-- Exercise requirements --
Would you repeat the lines from the one with "Mark a dot on each instance of the pony's nostril" through the final line, both included, and nothing else? No pictures belong in the copy.

#####

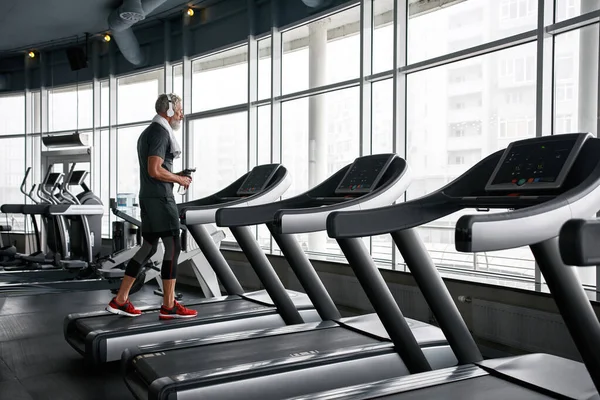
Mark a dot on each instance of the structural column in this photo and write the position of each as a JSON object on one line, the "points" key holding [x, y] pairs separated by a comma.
{"points": [[317, 118], [587, 84]]}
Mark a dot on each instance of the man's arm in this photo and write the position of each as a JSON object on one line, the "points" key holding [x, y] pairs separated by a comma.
{"points": [[156, 171]]}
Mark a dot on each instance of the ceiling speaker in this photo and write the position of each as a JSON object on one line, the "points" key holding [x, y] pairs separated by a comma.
{"points": [[77, 58]]}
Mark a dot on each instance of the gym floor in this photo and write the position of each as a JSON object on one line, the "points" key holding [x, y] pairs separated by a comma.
{"points": [[35, 360]]}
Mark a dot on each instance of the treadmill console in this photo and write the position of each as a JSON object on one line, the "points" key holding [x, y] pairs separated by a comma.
{"points": [[257, 179], [77, 177], [52, 178], [364, 174], [537, 163]]}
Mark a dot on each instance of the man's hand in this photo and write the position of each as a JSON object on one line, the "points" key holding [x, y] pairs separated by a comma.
{"points": [[184, 181]]}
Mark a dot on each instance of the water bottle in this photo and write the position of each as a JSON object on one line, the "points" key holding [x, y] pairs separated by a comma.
{"points": [[186, 172]]}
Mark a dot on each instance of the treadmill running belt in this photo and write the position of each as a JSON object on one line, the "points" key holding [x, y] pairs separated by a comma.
{"points": [[209, 357], [112, 322], [487, 387]]}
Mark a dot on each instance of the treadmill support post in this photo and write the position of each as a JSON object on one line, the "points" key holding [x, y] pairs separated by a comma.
{"points": [[573, 304], [384, 304], [437, 296], [215, 259], [307, 275], [267, 275]]}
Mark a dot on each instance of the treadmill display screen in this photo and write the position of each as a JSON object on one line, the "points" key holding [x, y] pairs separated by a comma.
{"points": [[52, 178], [364, 174], [257, 179], [77, 177], [536, 163]]}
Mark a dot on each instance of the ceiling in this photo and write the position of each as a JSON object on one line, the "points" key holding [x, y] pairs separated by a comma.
{"points": [[35, 23]]}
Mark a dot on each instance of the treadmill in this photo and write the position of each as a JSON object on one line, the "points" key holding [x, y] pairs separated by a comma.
{"points": [[102, 337], [268, 364], [545, 181]]}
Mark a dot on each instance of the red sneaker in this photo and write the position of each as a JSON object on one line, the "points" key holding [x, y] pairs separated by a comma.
{"points": [[178, 311], [126, 309]]}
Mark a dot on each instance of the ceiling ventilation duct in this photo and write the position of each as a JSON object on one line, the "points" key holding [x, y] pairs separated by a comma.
{"points": [[122, 19]]}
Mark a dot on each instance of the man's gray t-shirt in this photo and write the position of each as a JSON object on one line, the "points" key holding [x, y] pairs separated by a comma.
{"points": [[154, 141]]}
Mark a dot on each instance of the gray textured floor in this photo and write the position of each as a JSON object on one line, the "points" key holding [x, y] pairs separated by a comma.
{"points": [[35, 360]]}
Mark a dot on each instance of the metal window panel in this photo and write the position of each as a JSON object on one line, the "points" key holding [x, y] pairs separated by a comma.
{"points": [[365, 93], [486, 48], [276, 58], [574, 23], [320, 90]]}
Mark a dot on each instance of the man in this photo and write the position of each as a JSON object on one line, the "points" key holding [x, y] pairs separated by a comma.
{"points": [[156, 150]]}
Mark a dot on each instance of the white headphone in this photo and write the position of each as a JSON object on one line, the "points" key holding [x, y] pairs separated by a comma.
{"points": [[170, 111]]}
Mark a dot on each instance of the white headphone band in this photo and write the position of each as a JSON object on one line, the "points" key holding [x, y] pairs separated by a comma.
{"points": [[170, 110]]}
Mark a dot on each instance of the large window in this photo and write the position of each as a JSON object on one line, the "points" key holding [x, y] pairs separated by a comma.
{"points": [[70, 108], [451, 126], [319, 136], [136, 96], [220, 80], [264, 68], [566, 9], [12, 165], [434, 30], [12, 114], [576, 81], [322, 52], [219, 151], [383, 35]]}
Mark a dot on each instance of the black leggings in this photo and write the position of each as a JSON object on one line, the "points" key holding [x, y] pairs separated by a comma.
{"points": [[172, 243]]}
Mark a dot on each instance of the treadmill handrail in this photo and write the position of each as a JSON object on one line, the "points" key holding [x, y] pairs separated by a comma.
{"points": [[578, 242], [306, 218], [315, 219], [22, 188], [392, 218], [209, 214], [476, 233], [76, 209]]}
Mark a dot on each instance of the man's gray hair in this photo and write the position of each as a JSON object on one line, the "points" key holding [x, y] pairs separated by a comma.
{"points": [[162, 103]]}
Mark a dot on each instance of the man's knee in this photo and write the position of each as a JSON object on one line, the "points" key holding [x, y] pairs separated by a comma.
{"points": [[171, 258]]}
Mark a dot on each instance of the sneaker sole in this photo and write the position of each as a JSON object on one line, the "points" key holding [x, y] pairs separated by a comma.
{"points": [[120, 312], [176, 316]]}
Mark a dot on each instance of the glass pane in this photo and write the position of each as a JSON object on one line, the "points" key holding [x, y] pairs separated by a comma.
{"points": [[456, 115], [264, 134], [335, 46], [329, 121], [128, 169], [104, 173], [264, 68], [220, 80], [566, 9], [435, 30], [12, 165], [136, 96], [219, 145], [12, 114], [576, 81], [382, 116], [178, 80], [70, 108], [36, 112], [383, 35], [382, 142], [104, 103]]}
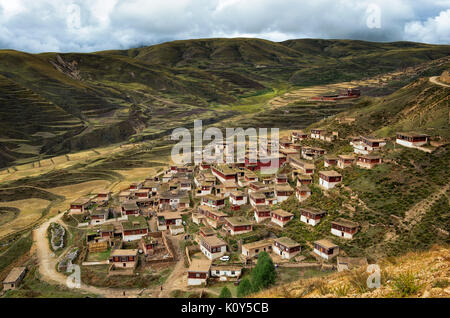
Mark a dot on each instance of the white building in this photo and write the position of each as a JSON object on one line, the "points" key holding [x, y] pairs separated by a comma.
{"points": [[198, 272], [326, 249], [411, 140], [329, 179], [344, 228], [311, 216], [226, 273], [238, 198], [212, 247], [286, 247]]}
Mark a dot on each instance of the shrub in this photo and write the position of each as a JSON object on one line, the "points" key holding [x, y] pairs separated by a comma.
{"points": [[244, 288], [225, 293], [263, 275], [405, 284]]}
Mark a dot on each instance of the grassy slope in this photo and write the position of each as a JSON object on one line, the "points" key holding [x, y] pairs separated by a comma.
{"points": [[416, 274], [148, 91]]}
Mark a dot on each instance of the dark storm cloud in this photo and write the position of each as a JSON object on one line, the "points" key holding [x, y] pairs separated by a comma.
{"points": [[45, 25]]}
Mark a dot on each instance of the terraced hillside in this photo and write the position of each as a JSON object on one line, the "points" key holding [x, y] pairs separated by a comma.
{"points": [[112, 96]]}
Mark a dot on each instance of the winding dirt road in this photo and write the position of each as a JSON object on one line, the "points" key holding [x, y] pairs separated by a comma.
{"points": [[48, 261], [435, 80]]}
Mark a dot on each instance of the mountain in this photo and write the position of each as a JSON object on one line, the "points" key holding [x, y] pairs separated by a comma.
{"points": [[54, 103]]}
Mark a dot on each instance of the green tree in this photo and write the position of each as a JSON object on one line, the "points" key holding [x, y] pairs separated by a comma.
{"points": [[244, 288], [263, 275], [225, 293]]}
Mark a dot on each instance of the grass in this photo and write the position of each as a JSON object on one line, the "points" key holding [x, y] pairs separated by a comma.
{"points": [[405, 284]]}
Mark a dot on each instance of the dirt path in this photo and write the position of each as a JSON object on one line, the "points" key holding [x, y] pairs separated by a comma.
{"points": [[177, 279], [415, 214], [435, 80], [48, 262]]}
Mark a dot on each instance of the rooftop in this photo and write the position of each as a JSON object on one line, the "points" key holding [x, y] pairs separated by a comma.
{"points": [[14, 274], [134, 223], [258, 244], [286, 241], [121, 252], [313, 211], [213, 241], [282, 212], [237, 220], [330, 173], [325, 243], [345, 222], [200, 265]]}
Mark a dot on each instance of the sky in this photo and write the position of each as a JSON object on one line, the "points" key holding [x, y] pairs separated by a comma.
{"points": [[94, 25]]}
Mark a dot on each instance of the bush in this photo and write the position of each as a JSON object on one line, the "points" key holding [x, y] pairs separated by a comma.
{"points": [[225, 293], [405, 284], [263, 275], [244, 288]]}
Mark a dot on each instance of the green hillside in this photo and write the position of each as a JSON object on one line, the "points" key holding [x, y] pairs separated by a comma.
{"points": [[68, 102]]}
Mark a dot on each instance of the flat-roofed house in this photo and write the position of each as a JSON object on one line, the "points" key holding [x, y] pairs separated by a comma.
{"points": [[344, 228], [302, 193], [213, 201], [149, 244], [411, 139], [198, 272], [280, 217], [368, 161], [290, 152], [326, 249], [130, 208], [262, 212], [298, 135], [286, 247], [107, 230], [99, 215], [80, 205], [257, 198], [212, 247], [283, 192], [121, 258], [349, 263], [103, 196], [345, 161], [311, 153], [311, 216], [305, 167], [226, 272], [365, 145], [134, 228], [166, 219], [329, 179], [304, 179], [237, 225], [330, 161], [135, 186], [125, 196], [213, 217], [238, 198], [15, 276], [250, 250], [142, 193], [224, 173], [317, 132]]}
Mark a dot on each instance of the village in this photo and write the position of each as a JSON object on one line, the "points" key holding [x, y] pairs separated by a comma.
{"points": [[219, 217]]}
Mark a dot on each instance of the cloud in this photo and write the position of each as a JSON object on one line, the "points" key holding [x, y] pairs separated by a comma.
{"points": [[435, 29], [91, 25]]}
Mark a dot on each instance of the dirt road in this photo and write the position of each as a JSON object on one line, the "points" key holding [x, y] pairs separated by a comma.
{"points": [[177, 280], [48, 262], [435, 80]]}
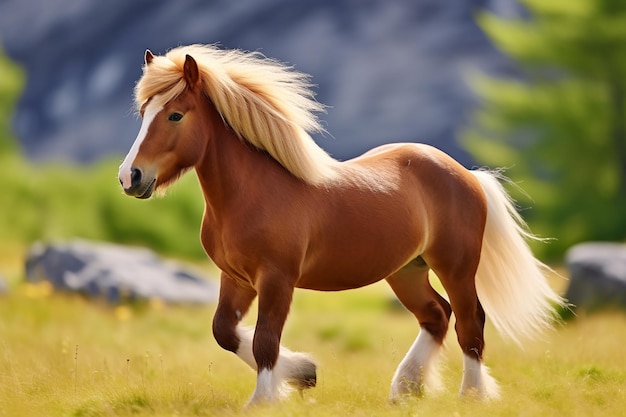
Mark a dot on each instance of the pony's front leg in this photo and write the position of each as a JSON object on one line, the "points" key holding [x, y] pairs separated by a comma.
{"points": [[234, 301], [277, 367]]}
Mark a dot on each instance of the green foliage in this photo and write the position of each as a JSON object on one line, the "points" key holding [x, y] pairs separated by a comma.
{"points": [[65, 356], [61, 202], [11, 83], [561, 130]]}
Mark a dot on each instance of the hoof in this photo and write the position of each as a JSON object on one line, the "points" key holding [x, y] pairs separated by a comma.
{"points": [[304, 377]]}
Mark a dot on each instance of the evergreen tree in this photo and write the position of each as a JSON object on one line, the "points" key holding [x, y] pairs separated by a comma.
{"points": [[560, 127]]}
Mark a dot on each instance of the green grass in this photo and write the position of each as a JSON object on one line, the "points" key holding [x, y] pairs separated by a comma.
{"points": [[55, 201], [61, 355]]}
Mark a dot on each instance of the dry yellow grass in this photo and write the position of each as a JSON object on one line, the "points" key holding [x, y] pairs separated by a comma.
{"points": [[64, 356]]}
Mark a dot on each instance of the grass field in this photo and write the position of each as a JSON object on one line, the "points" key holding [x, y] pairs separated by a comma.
{"points": [[61, 355]]}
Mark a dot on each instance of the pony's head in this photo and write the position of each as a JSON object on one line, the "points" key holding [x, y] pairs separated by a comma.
{"points": [[264, 102], [170, 139]]}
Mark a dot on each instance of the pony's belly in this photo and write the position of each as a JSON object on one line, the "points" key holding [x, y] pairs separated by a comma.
{"points": [[345, 274]]}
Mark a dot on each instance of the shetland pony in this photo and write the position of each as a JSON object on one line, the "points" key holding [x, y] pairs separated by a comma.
{"points": [[280, 214]]}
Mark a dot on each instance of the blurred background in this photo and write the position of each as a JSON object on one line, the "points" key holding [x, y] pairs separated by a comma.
{"points": [[536, 87]]}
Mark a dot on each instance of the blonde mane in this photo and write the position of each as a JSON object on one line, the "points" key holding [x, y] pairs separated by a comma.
{"points": [[264, 101]]}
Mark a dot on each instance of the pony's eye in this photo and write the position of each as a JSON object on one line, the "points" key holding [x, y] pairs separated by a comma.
{"points": [[175, 117]]}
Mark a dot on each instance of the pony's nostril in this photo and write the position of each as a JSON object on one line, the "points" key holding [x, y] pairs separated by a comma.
{"points": [[135, 176]]}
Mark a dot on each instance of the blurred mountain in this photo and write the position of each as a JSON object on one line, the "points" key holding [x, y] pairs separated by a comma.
{"points": [[389, 70]]}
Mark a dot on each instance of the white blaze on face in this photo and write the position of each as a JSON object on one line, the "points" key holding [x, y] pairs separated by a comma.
{"points": [[149, 114]]}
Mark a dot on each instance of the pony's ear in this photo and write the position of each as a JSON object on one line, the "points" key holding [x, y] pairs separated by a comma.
{"points": [[148, 57], [190, 69]]}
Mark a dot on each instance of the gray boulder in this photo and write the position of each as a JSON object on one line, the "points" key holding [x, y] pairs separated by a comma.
{"points": [[116, 273], [597, 275]]}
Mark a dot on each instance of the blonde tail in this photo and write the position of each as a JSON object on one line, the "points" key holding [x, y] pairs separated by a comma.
{"points": [[510, 281]]}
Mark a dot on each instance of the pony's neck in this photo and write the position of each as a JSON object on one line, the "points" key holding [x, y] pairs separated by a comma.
{"points": [[232, 170]]}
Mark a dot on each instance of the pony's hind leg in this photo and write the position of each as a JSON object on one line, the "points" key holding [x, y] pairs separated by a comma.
{"points": [[459, 283], [418, 368]]}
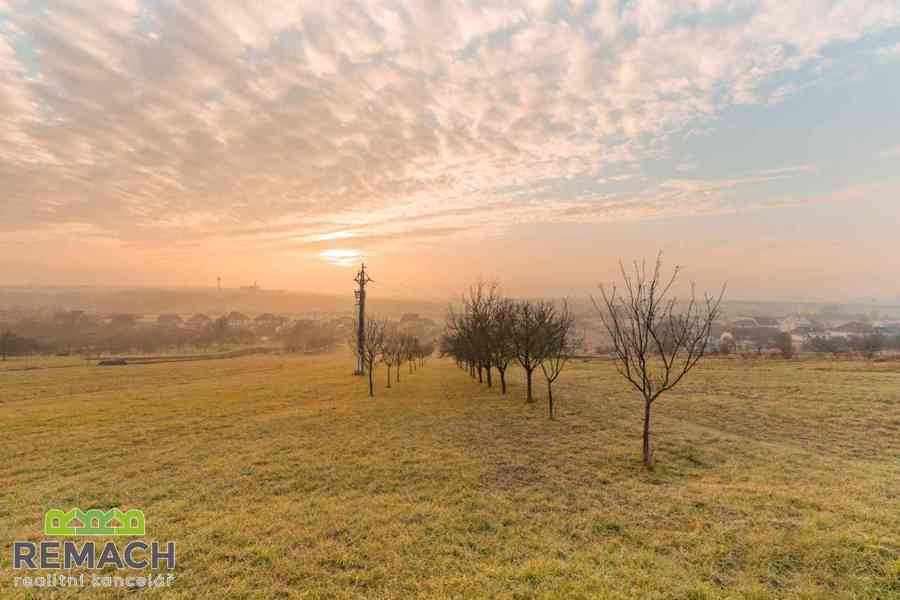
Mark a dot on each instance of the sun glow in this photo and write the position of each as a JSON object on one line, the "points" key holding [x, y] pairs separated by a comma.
{"points": [[341, 257]]}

#####

-- Task answer --
Mark a dot on each instance of the pony's nostril in this photo and write the position of each as a JSON object on one line, the "points" key holding [x, y] pairs separated by a comma.
{"points": [[135, 176]]}
Mark a dot on each instance of the blurred mountain in this photo and write the position of each as a JSON object on one line, the "points" key holding [x, y] pairs separated by a comma.
{"points": [[389, 70]]}
Mark a dot on each instance of the white blaze on face in this photo and write the position of each as a JSON object on one line, the "points" key holding [x, y] pairs separated by a comma.
{"points": [[149, 114]]}
Mark a dot on each instance of the pony's ear in this photo and write the position of each as a JSON object on one line, the "points" key holding [x, y] pairs separated by a comma.
{"points": [[148, 57], [190, 69]]}
Mark a dot on each instance of the gray boulder in this photo and write the position of each as a JSON object on one line, the "points" key holding [x, y] pairs separated by a comma.
{"points": [[116, 273], [597, 275]]}
Mark a dot on each instance of the blonde tail in this photo and write the position of each as a JSON object on one line, the "points" key holding [x, y] pairs separated by a comma.
{"points": [[510, 281]]}
Mark a dot on each instance of the pony's neck in this photo and write the position of each as a JSON object on one line, the "points" key holding [x, y] pairs separated by a comma.
{"points": [[232, 170]]}
Mark a dot on each instance of the pony's hind leg in this photo and write the position of each as a JSON object on one line, the "points" key holding [x, y] pairs separated by a comma.
{"points": [[459, 283], [418, 368]]}
Mark a dot on each instance of the sun glow in this photo and write the position of each as a JSON object on one line, the "points" key holding [x, y] pairs separated by a comma.
{"points": [[341, 257]]}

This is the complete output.